### [PROBLEM TO SOLVE]
Update the Writer's Room announcement from "The Mary Ratcliff Writer’s Room programme" down to "free SoA membership.", putting "three-month" in place of "two-month".

### [EXCERPTED PASSAGE]
++++++++

SoA and Edinburgh City of Literature to pilot programme for women writers in Edinburgh

Writers Tasneem Maher and Vivian Jing Yee, appointees to this year's programme
Picture of Teddy McDonald

Teddy McDonald

Teddy works on SoA communications and outreach and alongside the Policy department on the SoA's campaigns work. He is also co-coordinator of the Children’s Writers and Illustrators Group (CWIG).
The Mary Ratcliff Writer’s Room programme offers £1,000 and a writing space in Edinburgh

The Society of Authors (SoA) in Scotland has partnered with Edinburgh UNESCO City of Literature and Edinburgh Council to pilot the Mary Ratcliff Writer’s Room, a new two-month programme which offers a writing space to women writers in Edinburgh alongside a £1,000 grant and a year’s free SoA membership.

Earning a living as a writer in Scotland is becoming increasingly difficult, with recent research by Literature Alliance Scotland showing the average writer/literary freelancer’s wage to be just under the Living Wage, at £21,140. The Writer’s Room hopes to nurture promising new talent, by affording the time, space and financial support for writers to work on their projects. The successful candidates will also receive an annual subscription to the SoA, for access to invaluable support with the business of being a writer and contract vetting from our team of advisors, as well as a host of other membership benefits.

The programme’s first instalment had a brilliant turnout, with over 80 writers applying. We are delighted to announce that writers Vivian Jing Ye and Tasneem Maher have accepted posts on the programme, selected by lottery to trial the project.

Tasneem Maher

Tasneem Maher is a Palestinian-Jordanian writer and PhD candidate based in Edinburgh, researching Palestinian speculative writing and poetics. A Best of the Net nominee, her work appears in ‘Poetry Online’, ‘VIBE’, and ‘Porridge’ Magazine, amongst others. She is fiction and personal essays editor at ‘Sumou Magazine’ and she was a programme coordinator for the Unootha Writers’ Program in 2021. You can find her @mythosgal on X.

‘I am so honoured and delighted to get the space and resources to focus on my writing, and I am so excited to have the opportunity to contribute to Edinburgh’s rich literary heritage and culture.’

Vivian Jing Ye

Vivian Jing Ye is a bilingual Chinese writer and performer based in Edinburgh, holding Masters in both Creative Writing with distinction and Comparative Literature. She is a selected artist of the Collective Studio at the Newbridge Project. Vivian also studied as a visiting graduate student at the Iowa Writer’s Workshop, and her work has been shortlisted for the John Byrne Award, featured on BBC Radio, ‘From Glasgow to Saturn’ and elsewhere. You can find her @jingy0109 on Instagram.

++++++++

### [INFORMATION GIVEN]
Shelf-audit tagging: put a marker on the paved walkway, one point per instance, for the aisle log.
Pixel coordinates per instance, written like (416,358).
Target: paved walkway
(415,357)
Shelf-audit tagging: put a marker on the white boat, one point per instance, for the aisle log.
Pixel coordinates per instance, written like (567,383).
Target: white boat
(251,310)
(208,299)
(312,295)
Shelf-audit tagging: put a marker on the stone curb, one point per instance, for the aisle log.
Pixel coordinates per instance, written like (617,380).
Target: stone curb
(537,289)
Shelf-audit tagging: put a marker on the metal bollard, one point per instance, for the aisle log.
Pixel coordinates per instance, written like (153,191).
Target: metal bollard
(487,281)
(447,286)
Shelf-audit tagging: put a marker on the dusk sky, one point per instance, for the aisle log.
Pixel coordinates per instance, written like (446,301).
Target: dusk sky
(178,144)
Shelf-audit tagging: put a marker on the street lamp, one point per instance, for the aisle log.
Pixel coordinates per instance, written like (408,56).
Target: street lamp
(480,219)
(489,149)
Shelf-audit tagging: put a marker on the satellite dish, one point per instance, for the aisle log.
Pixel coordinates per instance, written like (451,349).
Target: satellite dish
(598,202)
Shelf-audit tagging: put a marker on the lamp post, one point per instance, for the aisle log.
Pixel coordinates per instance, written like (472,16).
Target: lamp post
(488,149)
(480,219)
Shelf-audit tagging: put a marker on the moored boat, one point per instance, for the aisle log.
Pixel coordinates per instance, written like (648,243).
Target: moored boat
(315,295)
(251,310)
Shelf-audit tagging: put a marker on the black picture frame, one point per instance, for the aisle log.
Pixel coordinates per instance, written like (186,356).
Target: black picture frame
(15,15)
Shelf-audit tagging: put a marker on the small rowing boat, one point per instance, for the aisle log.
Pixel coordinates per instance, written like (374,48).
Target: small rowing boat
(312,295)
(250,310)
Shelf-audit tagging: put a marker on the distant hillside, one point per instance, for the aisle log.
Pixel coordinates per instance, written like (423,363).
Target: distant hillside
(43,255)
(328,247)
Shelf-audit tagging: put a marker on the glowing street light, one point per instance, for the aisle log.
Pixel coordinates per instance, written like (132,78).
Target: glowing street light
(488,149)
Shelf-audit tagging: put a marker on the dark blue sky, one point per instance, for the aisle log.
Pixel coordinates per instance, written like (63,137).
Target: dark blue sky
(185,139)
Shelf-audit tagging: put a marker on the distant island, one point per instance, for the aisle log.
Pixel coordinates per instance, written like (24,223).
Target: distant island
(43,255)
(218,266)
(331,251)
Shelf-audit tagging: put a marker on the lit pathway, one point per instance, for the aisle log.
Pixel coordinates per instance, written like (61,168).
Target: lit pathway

++++++++

### [YOUR RESPONSE]
The Mary Ratcliff Writer’s Room programme offers £1,000 and a writing space in Edinburgh

The Society of Authors (SoA) in Scotland has partnered with Edinburgh UNESCO City of Literature and Edinburgh Council to pilot the Mary Ratcliff Writer’s Room, a new three-month programme which offers a writing space to women writers in Edinburgh alongside a £1,000 grant and a year’s free SoA membership.